START EXERCISE INPUT
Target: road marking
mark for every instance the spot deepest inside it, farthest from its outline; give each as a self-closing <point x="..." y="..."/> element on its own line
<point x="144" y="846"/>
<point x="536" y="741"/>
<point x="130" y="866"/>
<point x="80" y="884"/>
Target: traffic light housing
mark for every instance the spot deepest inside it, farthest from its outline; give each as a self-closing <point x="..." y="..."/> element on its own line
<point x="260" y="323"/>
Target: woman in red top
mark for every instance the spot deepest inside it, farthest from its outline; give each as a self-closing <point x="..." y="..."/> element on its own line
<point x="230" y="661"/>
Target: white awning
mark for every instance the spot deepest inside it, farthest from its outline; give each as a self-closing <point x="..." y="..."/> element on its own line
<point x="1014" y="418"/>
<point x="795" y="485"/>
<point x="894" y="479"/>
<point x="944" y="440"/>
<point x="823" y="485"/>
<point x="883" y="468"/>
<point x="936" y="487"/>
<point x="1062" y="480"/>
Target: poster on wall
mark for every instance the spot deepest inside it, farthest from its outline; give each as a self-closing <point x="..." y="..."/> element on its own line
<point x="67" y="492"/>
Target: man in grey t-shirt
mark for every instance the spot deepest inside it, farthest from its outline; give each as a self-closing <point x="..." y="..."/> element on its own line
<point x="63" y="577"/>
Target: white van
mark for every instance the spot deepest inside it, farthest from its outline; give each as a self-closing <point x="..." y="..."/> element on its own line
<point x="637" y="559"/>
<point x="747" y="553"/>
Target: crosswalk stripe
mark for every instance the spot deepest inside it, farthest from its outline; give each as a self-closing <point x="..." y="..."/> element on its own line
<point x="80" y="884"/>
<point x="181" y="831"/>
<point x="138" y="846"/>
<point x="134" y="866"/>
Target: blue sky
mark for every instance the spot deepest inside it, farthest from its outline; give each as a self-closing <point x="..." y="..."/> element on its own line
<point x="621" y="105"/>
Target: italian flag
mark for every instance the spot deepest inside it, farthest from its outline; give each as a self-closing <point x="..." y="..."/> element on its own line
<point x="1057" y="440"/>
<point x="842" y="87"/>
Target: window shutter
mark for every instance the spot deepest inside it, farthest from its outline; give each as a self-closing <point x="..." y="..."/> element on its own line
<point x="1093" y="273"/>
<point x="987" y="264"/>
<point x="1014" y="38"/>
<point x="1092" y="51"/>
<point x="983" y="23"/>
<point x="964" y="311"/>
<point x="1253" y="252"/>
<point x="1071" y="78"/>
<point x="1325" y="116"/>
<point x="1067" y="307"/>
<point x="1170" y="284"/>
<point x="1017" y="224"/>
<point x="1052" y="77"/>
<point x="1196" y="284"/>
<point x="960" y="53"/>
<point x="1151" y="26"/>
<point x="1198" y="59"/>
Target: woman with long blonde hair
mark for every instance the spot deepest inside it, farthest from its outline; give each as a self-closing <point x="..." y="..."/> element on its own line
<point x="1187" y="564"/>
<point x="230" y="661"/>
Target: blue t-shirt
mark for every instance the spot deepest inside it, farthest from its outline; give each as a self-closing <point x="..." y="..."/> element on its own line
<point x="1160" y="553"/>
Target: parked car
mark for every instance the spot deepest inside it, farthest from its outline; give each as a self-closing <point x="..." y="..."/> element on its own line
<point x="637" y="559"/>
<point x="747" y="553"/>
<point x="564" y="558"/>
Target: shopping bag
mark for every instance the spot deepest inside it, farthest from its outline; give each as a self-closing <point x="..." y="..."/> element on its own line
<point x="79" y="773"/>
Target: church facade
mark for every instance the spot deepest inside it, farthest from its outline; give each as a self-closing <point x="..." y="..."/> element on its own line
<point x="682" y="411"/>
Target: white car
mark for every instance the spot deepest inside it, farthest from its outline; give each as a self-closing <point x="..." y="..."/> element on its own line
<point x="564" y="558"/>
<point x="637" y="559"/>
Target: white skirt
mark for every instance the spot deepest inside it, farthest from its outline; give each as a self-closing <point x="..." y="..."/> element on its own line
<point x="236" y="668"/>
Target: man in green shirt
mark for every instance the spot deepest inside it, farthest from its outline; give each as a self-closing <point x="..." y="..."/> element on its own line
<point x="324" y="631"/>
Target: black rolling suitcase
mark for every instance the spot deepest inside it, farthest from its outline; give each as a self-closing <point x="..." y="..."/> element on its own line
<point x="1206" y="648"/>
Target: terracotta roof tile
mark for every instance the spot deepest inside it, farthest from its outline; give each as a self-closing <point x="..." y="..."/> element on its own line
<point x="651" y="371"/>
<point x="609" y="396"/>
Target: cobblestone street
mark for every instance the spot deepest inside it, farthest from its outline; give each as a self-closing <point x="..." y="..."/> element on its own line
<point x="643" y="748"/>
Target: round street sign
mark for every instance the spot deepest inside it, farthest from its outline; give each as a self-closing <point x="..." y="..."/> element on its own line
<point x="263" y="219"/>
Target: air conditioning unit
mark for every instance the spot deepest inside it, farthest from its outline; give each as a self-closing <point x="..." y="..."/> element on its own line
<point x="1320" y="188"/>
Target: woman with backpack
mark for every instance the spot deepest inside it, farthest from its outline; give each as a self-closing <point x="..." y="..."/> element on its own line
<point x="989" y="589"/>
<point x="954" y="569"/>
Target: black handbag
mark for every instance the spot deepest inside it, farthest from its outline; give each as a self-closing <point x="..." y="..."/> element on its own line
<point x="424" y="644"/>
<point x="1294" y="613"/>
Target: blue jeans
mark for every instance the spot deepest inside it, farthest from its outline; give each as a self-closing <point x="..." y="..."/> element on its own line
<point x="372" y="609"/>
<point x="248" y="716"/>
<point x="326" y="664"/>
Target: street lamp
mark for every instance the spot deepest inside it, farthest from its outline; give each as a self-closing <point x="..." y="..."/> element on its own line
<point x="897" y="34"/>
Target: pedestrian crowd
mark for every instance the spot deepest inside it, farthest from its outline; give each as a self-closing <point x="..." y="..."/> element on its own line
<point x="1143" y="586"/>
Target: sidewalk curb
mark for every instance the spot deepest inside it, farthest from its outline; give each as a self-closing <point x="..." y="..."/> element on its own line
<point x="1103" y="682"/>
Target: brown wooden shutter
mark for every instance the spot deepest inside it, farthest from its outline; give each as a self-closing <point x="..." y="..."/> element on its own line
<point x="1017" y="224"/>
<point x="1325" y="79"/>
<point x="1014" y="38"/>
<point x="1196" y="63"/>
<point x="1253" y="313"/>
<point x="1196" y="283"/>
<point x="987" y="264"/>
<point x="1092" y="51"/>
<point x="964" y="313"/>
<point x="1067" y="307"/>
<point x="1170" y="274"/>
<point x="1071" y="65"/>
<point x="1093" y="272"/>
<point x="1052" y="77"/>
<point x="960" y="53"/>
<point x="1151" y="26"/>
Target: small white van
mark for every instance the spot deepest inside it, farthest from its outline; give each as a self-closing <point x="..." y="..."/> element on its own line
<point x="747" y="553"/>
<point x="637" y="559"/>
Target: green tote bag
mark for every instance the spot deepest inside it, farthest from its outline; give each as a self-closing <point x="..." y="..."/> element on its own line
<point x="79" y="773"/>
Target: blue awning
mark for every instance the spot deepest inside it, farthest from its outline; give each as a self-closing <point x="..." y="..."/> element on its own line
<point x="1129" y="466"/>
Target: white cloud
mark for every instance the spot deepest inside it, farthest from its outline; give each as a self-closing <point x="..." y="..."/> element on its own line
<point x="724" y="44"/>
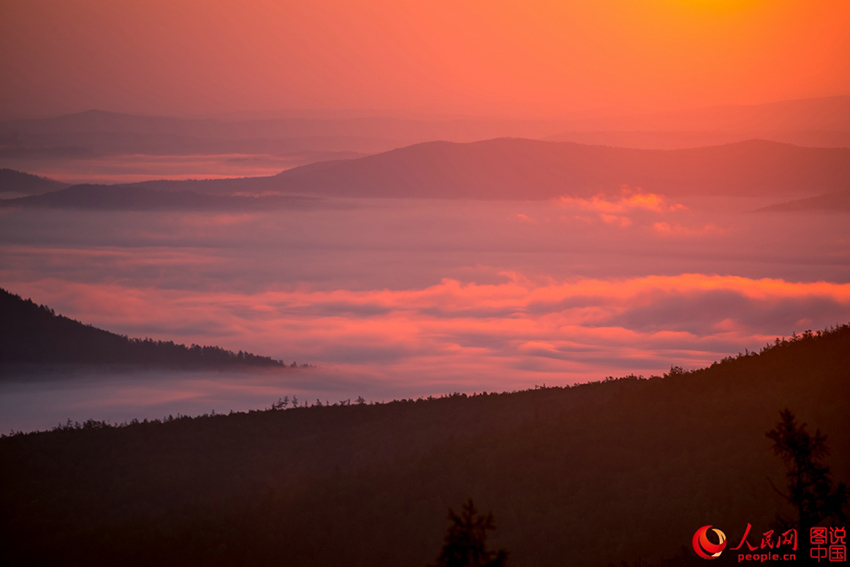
END EXERCISE INPUT
◆ **TASK TO CARRY OUT**
Which lines of the material above contain the word "awning"? Report each of them in full.

◆ **WRITTEN ANSWER**
Target: white awning
Target: blue awning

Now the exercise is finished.